Pull out every line of the records below that contains the string "window". Matches must have the same uppercase and lowercase letters.

———

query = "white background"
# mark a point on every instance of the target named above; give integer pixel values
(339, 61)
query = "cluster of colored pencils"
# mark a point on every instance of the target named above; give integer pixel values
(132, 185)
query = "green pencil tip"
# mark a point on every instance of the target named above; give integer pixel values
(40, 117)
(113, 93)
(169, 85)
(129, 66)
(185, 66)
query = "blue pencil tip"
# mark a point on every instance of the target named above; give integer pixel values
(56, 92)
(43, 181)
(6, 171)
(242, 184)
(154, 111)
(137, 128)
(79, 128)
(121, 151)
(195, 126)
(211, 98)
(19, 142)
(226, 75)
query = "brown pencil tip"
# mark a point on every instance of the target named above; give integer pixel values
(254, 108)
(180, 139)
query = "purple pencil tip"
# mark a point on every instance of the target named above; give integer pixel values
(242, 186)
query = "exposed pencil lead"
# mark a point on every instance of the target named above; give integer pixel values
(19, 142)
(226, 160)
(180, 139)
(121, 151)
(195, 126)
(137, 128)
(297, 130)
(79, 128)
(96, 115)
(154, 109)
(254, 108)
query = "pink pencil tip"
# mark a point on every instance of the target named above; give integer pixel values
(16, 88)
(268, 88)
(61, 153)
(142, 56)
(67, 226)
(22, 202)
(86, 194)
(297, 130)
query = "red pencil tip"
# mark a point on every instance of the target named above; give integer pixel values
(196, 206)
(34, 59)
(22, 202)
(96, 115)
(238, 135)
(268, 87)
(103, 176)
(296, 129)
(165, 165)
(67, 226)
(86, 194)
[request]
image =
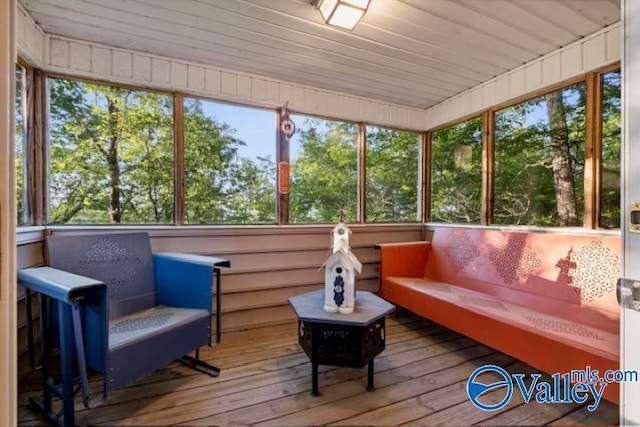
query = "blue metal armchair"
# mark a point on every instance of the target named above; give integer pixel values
(110, 306)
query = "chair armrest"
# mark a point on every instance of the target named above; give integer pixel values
(185, 280)
(58, 284)
(403, 259)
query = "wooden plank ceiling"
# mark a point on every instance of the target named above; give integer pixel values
(409, 52)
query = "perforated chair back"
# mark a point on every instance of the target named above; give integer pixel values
(122, 261)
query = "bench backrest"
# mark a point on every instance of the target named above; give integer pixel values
(546, 271)
(122, 261)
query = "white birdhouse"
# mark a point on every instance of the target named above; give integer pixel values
(340, 274)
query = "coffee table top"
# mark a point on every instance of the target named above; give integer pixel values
(309, 307)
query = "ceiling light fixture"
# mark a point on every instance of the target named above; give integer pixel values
(342, 13)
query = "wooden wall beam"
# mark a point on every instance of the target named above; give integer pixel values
(426, 176)
(8, 286)
(178, 158)
(362, 173)
(488, 166)
(592, 150)
(282, 174)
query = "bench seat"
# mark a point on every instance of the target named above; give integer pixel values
(546, 299)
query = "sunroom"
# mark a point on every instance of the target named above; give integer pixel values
(479, 154)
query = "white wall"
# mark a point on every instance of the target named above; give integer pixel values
(91, 60)
(588, 54)
(30, 38)
(8, 371)
(79, 58)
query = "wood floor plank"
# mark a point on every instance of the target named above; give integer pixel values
(264, 387)
(265, 380)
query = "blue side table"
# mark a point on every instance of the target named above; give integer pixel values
(348, 340)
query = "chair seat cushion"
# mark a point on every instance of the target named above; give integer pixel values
(127, 330)
(578, 335)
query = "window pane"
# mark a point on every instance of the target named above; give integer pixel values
(111, 154)
(539, 160)
(456, 173)
(229, 163)
(21, 135)
(324, 171)
(393, 159)
(611, 137)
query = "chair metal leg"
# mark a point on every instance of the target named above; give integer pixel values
(199, 365)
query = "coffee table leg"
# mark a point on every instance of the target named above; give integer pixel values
(314, 379)
(370, 386)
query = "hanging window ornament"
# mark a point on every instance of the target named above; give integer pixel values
(287, 126)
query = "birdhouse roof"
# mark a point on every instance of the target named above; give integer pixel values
(341, 225)
(346, 258)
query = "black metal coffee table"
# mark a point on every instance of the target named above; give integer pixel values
(349, 340)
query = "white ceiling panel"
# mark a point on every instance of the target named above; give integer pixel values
(410, 52)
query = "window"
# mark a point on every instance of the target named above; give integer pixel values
(324, 171)
(539, 160)
(393, 168)
(611, 137)
(229, 166)
(20, 146)
(456, 173)
(111, 154)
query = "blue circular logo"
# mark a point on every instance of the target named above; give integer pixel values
(476, 389)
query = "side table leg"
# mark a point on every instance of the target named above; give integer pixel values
(314, 379)
(370, 386)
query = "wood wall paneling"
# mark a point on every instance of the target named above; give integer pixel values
(590, 53)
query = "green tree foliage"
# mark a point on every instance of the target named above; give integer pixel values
(393, 169)
(19, 146)
(111, 161)
(220, 185)
(111, 154)
(456, 173)
(539, 160)
(324, 172)
(611, 137)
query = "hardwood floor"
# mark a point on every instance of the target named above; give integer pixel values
(266, 380)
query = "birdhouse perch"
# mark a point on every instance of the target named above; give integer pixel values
(340, 272)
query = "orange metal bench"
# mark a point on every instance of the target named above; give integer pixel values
(547, 299)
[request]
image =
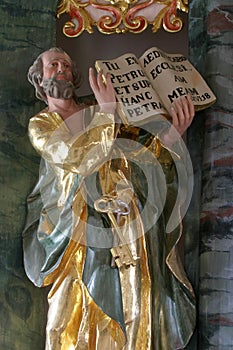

———

**RESULT:**
query = "window pane"
query = "hanging window ornament"
query = "window"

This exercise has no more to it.